[What is expected] In the entries that follow, the lines from the one with "box: [286, 0, 395, 222]" through the one with "positive clicks: (336, 192)" are the ones to write out, exactly and with both ends included. Nothing else should appear.

Provided material START

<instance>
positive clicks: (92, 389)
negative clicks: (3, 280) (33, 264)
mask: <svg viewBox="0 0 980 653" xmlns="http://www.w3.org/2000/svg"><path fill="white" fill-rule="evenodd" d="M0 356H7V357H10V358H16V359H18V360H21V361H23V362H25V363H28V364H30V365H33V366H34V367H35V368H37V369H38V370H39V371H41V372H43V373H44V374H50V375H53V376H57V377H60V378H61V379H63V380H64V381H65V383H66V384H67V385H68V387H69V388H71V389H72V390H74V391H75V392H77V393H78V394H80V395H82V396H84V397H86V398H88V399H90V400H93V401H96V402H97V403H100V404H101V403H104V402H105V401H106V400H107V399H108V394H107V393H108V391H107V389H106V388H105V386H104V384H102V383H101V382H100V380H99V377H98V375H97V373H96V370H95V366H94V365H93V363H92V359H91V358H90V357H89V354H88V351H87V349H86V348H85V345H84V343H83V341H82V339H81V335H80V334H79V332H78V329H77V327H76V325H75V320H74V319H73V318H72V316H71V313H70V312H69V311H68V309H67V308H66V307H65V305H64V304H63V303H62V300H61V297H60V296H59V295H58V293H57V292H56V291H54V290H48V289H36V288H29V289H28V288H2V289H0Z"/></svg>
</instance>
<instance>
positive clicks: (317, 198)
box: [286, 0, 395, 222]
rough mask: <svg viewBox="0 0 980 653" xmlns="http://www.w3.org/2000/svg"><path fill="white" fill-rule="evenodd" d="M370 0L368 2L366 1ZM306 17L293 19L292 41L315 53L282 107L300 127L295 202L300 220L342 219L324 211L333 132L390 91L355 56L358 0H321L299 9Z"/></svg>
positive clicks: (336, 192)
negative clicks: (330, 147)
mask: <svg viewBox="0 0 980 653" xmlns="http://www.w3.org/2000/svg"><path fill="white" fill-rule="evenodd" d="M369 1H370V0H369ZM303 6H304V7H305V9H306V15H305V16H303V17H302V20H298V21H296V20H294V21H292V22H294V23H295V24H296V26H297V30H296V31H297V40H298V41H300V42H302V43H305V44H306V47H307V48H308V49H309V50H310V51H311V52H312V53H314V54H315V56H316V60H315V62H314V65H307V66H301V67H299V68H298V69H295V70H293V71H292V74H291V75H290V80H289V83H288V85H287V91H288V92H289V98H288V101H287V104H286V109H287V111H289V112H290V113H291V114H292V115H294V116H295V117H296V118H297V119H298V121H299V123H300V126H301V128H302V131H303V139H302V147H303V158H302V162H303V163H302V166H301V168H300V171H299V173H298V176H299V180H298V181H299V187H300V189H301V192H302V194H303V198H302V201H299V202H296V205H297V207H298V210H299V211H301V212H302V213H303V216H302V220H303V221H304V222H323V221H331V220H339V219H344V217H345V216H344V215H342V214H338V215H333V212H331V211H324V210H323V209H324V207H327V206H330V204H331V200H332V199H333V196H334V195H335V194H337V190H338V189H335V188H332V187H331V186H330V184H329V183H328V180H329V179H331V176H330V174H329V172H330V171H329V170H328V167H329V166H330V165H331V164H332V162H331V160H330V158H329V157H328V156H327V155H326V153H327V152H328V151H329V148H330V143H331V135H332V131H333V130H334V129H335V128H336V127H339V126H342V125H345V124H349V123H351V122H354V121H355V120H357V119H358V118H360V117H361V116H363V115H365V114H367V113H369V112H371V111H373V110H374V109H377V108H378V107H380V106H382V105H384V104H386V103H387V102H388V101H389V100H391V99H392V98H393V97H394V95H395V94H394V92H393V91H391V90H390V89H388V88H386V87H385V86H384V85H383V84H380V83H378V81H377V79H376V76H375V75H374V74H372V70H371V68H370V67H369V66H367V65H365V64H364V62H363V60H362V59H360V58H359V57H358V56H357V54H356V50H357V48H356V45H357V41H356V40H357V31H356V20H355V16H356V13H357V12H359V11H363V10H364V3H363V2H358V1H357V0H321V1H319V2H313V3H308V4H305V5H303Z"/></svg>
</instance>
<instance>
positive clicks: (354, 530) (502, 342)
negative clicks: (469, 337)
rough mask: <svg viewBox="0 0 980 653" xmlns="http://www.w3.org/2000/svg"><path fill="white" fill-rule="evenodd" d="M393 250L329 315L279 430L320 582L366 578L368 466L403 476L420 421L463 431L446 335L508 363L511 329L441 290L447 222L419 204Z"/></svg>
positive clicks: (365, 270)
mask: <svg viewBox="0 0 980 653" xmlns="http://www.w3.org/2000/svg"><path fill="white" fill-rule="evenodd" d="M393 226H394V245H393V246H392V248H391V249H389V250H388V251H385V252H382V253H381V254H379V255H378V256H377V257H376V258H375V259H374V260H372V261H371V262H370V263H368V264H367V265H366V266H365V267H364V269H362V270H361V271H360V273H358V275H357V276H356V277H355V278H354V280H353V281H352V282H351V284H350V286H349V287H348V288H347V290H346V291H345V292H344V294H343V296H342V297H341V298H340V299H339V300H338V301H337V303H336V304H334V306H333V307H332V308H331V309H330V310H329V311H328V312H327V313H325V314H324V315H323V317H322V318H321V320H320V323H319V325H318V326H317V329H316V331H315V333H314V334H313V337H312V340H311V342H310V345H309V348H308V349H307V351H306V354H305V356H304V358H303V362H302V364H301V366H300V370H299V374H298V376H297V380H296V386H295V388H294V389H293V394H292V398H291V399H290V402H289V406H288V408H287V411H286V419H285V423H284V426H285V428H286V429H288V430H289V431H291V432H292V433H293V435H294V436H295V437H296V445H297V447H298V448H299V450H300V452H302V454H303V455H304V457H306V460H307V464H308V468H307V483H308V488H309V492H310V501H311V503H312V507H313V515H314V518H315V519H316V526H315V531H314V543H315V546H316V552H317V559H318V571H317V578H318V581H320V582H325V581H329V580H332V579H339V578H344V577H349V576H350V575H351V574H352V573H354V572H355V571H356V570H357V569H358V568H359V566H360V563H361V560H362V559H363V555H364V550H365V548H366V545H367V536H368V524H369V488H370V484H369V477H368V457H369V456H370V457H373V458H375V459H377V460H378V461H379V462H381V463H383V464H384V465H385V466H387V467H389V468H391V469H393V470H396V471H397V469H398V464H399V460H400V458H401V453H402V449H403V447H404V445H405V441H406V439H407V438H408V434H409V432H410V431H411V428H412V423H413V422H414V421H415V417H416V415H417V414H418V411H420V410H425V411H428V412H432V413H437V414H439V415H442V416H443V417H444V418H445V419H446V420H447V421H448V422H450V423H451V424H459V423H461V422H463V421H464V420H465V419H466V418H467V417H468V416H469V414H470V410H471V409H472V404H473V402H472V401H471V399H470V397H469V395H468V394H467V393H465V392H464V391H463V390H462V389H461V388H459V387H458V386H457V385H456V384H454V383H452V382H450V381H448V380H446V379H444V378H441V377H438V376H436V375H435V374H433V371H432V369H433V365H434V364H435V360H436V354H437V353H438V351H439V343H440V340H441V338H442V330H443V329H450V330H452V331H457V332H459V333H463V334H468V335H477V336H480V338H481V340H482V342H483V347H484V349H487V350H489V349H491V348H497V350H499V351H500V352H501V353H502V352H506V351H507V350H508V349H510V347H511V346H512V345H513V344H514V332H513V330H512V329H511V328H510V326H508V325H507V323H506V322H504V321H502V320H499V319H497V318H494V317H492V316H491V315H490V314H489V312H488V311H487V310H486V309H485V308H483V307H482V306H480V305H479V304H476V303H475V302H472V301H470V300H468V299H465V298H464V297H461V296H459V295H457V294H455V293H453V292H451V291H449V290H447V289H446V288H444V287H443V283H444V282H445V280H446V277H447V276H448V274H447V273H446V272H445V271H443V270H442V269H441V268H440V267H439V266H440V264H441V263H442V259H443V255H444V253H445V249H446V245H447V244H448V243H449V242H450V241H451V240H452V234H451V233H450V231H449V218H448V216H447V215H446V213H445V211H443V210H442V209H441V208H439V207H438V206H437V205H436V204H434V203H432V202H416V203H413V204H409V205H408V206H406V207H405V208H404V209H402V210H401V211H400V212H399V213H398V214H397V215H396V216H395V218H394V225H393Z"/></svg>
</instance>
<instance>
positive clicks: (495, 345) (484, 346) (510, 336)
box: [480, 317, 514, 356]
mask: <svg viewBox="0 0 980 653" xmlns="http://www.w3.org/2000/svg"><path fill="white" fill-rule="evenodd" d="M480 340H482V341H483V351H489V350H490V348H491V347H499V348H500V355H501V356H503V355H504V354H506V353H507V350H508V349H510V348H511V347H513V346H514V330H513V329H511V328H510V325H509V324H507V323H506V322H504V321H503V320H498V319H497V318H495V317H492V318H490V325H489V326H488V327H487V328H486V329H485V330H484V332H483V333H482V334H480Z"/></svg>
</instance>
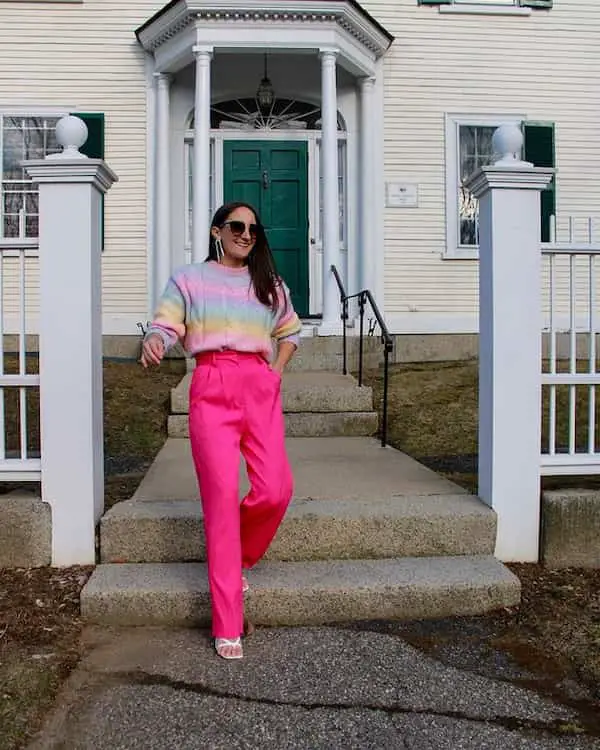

Provided material END

[Result]
box: [286, 0, 395, 222]
rough mask: <svg viewBox="0 0 980 653" xmlns="http://www.w3.org/2000/svg"><path fill="white" fill-rule="evenodd" d="M370 0L368 2L366 1ZM306 17L293 19L292 41L315 53L282 107L300 127L295 202L300 220L342 219L324 211L333 132L390 91L355 56L358 0H321L299 9Z"/></svg>
positive clicks: (336, 192)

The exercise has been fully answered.